Reproduce word for word the part of the passage on estimating hull propulsive performance starting with "Finally, from a" and going on through "achieves high performance.".

Passage given:
——————

Finally, from a design tool decision-making process viewpoint, the advantages of this method are described in Fig. 5. In a physical model, the flow field is estimated directly from the hull-form data, and the hull surface pressure distribution is integrated to calculate the propulsive performance. Thus, the conventional proposed an ANN estimation method has a critical problem for use in hull design applications: because the propulsive performance is calculated from the intentionally determined hull-form parameters, designers cannot easily understand why a particular hull form improves the propulsive performance. In contrast, the present method further estimates the propulsive performance from the result of the estimated flow field; consequently, the designer can easily understand why a particular hull form achieves high performance.

——————

Extracted information:
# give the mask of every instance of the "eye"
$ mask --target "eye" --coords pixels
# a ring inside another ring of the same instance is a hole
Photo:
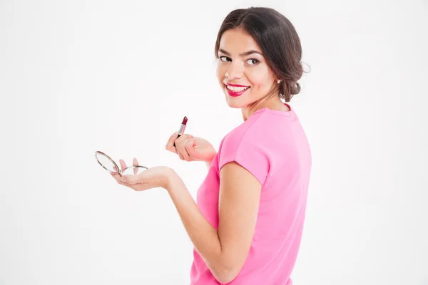
[[[247,63],[249,63],[248,64],[250,66],[255,66],[260,61],[255,58],[250,58],[249,60],[247,61]]]

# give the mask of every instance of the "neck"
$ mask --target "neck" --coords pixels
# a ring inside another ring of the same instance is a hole
[[[254,114],[256,111],[266,107],[270,110],[277,110],[280,111],[287,111],[289,110],[288,107],[284,105],[282,101],[281,101],[281,99],[276,95],[269,100],[266,100],[265,101],[256,101],[241,108],[241,112],[243,113],[244,122],[246,121],[247,119],[248,119],[248,118],[250,118],[251,115]]]

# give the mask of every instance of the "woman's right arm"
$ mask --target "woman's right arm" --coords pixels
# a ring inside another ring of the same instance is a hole
[[[180,138],[174,133],[168,140],[165,149],[178,155],[181,160],[203,161],[209,169],[217,152],[210,142],[202,138],[184,134]],[[175,145],[174,147],[174,145]]]

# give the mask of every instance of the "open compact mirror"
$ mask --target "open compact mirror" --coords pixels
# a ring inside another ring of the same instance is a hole
[[[108,155],[101,151],[95,152],[95,158],[100,165],[110,173],[122,175],[137,175],[143,171],[148,169],[142,165],[130,165],[119,170],[119,167]]]

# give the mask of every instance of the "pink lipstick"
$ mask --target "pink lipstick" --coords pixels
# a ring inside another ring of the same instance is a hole
[[[243,90],[242,91],[233,91],[230,89],[228,88],[228,86],[246,87],[247,88]],[[245,91],[248,90],[248,89],[250,89],[249,86],[244,86],[238,85],[238,84],[226,84],[226,90],[228,90],[228,93],[229,94],[229,96],[231,96],[231,97],[240,96],[241,95],[245,93]]]
[[[181,125],[180,125],[180,128],[178,129],[178,136],[177,138],[180,138],[181,135],[184,133],[184,130],[185,130],[185,126],[187,125],[187,117],[184,116],[183,118],[183,121],[181,122]],[[174,142],[174,147],[175,146],[175,142]]]

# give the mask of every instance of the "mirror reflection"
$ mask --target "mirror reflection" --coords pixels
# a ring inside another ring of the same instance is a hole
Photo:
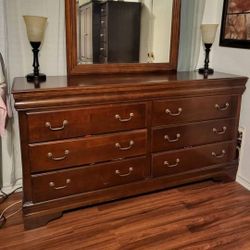
[[[173,0],[76,1],[78,64],[169,62]]]

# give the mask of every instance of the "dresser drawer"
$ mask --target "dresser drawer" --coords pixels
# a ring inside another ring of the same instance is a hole
[[[237,96],[194,97],[153,102],[153,125],[234,117]]]
[[[210,144],[153,155],[153,176],[171,175],[230,162],[235,159],[235,143]]]
[[[29,144],[31,172],[49,171],[146,154],[147,130]]]
[[[235,119],[226,119],[156,128],[152,132],[152,150],[157,152],[232,140],[236,138],[235,126]]]
[[[120,104],[29,112],[29,142],[139,129],[146,126],[146,104]]]
[[[141,157],[33,175],[33,202],[139,181],[146,173],[146,158]]]

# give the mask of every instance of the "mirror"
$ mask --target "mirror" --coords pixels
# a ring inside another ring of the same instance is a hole
[[[68,75],[174,70],[180,0],[65,0]]]

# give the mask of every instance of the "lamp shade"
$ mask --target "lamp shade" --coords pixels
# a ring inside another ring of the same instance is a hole
[[[47,24],[47,17],[23,16],[30,42],[41,42]]]
[[[203,43],[213,44],[218,24],[202,24],[201,35]]]

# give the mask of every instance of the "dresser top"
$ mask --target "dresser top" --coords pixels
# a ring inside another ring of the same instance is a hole
[[[105,88],[123,87],[128,85],[169,85],[175,83],[176,85],[182,82],[192,83],[194,81],[214,81],[214,80],[247,80],[246,77],[214,73],[204,78],[198,72],[178,72],[178,73],[143,73],[143,74],[112,74],[112,75],[86,75],[78,76],[68,79],[66,76],[49,76],[47,81],[40,84],[39,88],[35,88],[33,83],[28,83],[25,77],[17,77],[14,80],[12,93],[18,92],[41,92],[51,90],[67,90],[67,89],[89,89],[89,88]]]
[[[15,107],[59,107],[108,102],[145,101],[198,95],[241,95],[247,77],[215,73],[204,78],[197,72],[85,75],[47,77],[35,88],[26,78],[14,80]]]

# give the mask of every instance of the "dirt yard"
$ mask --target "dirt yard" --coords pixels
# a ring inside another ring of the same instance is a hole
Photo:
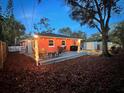
[[[124,93],[123,55],[34,63],[25,55],[9,54],[0,71],[0,93]]]

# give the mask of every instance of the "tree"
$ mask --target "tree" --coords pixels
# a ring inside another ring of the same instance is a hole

——————

Response for this exercise:
Finally, from a design tool decision-making process viewpoint, the advantages of this method are described in Fig. 5. In a physical model, the flow field is estimated directly from the hull-form data, and the hull surface pressure distribution is integrated to calculate the propulsive performance. Thus, the conventional proposed an ANN estimation method has a critical problem for use in hull design applications: because the propulsive performance is calculated from the intentionally determined hull-form parameters, designers cannot easily understand why a particular hull form improves the propulsive performance. In contrast, the present method further estimates the propulsive performance from the result of the estimated flow field; consequently, the designer can easily understand why a particular hull form achieves high performance.